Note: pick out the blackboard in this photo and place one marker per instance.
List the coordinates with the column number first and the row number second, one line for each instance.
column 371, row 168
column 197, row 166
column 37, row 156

→ To do
Convert the records into a two-column CSV with the header request,response. Each record becomes one row, with its text and its answer each in a single quoted field and line breaks replaced by spaces.

→ Problem solution
request,response
"Note: pick out the blackboard in this photo and place one marker per instance. List the coordinates with the column number first and the row number second, one line for each instance.","column 371, row 168 column 197, row 166 column 37, row 156"